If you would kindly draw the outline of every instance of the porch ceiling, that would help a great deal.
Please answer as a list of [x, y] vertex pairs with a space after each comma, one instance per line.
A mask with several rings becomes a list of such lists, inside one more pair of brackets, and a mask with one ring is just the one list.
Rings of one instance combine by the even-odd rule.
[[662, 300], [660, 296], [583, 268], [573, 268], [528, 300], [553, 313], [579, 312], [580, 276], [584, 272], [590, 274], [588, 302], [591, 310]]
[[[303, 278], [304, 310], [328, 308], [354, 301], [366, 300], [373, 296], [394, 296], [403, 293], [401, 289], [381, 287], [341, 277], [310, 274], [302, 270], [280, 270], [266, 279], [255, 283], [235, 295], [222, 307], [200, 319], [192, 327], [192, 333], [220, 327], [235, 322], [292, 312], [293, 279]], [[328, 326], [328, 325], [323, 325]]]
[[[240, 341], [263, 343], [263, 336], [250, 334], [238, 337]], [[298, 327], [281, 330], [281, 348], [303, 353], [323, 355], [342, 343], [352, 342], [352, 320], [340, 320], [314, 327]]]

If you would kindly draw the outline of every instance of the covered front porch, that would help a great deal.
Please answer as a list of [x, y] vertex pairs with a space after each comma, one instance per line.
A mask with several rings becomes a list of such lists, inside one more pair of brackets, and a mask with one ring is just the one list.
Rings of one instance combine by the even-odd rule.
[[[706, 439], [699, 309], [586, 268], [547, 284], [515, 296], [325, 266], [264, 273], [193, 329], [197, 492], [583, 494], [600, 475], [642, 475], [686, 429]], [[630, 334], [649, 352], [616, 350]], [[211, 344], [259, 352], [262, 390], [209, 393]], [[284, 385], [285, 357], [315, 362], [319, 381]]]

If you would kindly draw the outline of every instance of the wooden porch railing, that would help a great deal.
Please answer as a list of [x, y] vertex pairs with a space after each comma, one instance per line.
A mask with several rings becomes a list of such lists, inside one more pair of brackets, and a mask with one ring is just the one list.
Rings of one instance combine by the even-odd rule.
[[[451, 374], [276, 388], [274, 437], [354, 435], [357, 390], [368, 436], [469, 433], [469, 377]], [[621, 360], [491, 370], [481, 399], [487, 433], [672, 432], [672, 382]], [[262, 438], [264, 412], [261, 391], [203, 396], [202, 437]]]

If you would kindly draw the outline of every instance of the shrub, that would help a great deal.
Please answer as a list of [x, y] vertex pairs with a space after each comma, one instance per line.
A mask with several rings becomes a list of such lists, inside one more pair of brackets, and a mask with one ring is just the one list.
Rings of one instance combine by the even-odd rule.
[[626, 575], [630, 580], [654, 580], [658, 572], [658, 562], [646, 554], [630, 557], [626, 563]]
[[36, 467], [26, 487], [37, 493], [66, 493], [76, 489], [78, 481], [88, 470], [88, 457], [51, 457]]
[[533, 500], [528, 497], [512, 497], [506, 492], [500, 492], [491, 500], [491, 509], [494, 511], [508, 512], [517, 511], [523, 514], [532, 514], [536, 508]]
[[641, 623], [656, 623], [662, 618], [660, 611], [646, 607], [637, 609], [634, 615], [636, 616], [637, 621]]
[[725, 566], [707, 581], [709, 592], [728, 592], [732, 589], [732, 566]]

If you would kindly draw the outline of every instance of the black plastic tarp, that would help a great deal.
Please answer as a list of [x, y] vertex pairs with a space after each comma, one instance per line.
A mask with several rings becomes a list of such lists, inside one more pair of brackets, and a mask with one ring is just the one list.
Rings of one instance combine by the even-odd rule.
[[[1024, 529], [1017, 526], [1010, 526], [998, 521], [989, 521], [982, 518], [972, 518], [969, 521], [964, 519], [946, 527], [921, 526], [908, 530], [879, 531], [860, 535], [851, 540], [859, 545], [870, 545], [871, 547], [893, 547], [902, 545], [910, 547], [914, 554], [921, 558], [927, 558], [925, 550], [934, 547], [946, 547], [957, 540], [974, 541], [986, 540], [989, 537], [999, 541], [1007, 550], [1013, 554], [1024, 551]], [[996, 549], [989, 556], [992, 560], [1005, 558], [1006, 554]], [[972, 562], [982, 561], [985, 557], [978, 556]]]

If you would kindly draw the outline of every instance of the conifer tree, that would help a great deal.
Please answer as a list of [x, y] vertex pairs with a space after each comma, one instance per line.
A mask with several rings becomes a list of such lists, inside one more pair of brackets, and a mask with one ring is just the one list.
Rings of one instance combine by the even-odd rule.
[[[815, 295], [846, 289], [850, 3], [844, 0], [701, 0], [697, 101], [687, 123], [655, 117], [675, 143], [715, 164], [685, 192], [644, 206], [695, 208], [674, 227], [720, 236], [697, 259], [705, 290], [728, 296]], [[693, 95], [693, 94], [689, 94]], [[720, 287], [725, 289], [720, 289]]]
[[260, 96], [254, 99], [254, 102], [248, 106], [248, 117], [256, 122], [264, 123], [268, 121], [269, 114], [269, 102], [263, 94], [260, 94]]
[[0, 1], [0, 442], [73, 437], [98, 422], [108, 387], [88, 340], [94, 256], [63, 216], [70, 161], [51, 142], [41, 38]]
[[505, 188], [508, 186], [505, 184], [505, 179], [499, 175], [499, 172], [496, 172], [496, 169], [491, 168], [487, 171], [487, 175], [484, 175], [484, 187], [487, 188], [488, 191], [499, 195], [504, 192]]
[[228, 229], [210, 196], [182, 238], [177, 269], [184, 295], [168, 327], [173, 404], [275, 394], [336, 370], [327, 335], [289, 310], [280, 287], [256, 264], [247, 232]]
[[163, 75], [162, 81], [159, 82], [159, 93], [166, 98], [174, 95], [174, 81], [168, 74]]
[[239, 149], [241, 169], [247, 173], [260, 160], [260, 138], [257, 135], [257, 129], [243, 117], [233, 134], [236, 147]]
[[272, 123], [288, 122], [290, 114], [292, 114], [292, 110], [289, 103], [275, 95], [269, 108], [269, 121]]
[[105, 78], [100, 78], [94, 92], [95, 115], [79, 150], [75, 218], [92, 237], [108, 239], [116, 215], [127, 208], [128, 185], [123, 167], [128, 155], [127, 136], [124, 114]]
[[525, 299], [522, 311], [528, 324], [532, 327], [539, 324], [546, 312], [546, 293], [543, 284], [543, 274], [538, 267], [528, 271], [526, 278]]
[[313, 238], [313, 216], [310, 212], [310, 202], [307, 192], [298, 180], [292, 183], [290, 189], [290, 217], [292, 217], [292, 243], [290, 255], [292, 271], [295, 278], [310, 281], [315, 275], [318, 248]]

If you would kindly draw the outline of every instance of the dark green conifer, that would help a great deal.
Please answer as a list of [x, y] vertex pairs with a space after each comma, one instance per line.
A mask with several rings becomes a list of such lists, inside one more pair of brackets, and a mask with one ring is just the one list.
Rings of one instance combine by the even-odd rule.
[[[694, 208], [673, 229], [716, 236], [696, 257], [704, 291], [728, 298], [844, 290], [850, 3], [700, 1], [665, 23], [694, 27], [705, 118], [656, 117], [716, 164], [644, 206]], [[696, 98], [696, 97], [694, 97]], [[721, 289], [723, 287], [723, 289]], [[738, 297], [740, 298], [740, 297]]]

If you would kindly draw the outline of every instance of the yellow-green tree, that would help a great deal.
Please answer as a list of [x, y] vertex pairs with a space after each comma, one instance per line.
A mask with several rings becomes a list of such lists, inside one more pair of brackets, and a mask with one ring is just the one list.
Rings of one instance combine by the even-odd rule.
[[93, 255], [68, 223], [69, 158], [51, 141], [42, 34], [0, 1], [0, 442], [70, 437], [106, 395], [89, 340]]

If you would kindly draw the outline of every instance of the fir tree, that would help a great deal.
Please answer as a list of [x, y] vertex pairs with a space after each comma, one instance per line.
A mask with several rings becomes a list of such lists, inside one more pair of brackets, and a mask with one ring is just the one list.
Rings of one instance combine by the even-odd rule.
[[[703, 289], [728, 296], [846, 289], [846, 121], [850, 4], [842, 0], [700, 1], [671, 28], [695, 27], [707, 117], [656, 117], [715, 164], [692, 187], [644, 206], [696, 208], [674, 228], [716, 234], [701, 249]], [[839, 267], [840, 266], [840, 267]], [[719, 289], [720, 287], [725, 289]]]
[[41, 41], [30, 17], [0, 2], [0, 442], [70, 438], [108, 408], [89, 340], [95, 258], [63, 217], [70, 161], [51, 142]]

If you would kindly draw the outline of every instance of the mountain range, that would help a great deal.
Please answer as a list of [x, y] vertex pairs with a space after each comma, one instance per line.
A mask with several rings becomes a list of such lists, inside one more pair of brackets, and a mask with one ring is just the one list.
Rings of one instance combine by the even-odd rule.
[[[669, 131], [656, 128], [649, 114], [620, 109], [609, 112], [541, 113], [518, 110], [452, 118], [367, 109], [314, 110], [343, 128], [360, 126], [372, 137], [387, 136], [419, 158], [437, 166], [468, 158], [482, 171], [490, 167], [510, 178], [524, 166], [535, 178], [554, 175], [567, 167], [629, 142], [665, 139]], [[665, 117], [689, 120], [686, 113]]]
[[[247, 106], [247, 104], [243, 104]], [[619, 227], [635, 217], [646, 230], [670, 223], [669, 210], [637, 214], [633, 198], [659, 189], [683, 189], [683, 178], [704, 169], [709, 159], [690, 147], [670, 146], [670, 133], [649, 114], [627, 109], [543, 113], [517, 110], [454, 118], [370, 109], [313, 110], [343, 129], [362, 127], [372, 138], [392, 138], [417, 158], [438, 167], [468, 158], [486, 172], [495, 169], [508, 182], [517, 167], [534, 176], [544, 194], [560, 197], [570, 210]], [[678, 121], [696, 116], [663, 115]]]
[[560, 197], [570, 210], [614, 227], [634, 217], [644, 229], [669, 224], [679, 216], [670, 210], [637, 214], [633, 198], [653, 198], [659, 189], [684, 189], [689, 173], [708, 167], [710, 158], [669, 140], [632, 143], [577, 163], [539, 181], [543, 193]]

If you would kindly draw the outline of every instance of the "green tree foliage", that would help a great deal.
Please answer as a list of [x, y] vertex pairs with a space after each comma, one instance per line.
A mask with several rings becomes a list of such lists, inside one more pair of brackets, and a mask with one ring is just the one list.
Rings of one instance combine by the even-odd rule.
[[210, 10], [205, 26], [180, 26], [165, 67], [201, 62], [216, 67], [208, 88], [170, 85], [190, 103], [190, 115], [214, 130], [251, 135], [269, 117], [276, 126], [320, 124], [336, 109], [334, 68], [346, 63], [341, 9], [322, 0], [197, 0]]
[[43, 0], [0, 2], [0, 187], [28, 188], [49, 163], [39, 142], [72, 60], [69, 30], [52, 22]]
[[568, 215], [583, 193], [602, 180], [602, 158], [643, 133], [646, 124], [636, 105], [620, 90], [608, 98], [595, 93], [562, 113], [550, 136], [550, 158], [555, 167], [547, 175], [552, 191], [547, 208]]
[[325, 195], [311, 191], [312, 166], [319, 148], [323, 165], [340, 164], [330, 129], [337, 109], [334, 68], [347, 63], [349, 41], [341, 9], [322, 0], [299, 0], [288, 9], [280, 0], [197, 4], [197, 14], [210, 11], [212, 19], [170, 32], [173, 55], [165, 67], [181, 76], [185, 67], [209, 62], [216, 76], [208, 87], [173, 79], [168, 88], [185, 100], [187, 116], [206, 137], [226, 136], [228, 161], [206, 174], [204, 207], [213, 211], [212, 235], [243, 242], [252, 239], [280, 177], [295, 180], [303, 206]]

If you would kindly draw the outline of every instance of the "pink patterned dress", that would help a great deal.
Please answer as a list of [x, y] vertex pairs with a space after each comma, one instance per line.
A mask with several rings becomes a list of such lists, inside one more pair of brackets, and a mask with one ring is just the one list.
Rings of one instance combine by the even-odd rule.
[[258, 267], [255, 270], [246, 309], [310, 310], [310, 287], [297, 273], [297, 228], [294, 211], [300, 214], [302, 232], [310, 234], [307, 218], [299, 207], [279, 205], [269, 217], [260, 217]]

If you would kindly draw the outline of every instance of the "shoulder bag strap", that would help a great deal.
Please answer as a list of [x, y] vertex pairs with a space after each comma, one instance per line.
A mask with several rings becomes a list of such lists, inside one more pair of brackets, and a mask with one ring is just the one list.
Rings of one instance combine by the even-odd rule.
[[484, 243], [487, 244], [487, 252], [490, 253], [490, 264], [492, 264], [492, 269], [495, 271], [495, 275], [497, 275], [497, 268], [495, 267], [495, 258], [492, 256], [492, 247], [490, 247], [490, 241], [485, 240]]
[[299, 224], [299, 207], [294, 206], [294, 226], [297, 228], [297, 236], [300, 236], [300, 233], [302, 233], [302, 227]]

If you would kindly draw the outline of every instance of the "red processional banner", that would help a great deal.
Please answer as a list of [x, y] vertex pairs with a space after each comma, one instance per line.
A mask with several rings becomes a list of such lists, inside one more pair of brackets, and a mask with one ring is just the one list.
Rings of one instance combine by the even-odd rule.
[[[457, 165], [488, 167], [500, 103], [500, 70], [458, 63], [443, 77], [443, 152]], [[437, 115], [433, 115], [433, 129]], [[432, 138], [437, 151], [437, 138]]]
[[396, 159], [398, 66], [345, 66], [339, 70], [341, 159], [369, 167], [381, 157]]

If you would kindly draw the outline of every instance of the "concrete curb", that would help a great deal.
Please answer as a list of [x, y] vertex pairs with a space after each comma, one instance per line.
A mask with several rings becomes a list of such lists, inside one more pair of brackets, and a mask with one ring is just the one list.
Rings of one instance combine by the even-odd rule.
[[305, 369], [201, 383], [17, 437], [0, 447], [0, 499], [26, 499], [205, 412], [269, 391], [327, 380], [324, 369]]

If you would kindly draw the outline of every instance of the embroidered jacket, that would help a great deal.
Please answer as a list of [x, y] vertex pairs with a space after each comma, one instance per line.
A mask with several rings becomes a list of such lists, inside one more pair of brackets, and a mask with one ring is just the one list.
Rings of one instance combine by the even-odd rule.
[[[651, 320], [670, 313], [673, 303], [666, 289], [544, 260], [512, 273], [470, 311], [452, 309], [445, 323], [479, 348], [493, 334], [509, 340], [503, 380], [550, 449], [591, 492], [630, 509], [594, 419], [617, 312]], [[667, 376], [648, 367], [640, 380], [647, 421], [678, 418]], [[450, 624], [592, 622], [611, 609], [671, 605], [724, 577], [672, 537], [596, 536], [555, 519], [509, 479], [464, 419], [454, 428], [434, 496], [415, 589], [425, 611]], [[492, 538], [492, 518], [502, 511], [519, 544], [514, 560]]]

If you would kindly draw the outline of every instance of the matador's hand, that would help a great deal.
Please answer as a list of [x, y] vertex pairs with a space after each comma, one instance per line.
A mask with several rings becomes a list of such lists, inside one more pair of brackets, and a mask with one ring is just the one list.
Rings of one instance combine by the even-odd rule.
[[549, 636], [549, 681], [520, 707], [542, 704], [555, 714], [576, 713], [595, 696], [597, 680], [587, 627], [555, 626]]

--- Task instructions ---
Copy all lines from the data that hold the word "conifer".

--- Response to this task ---
If you would kindly draw the outline of every instance of the conifer tree, that would help a great deal.
If you would kindly draw the outline of every instance of the dark green conifer, that would help a great deal.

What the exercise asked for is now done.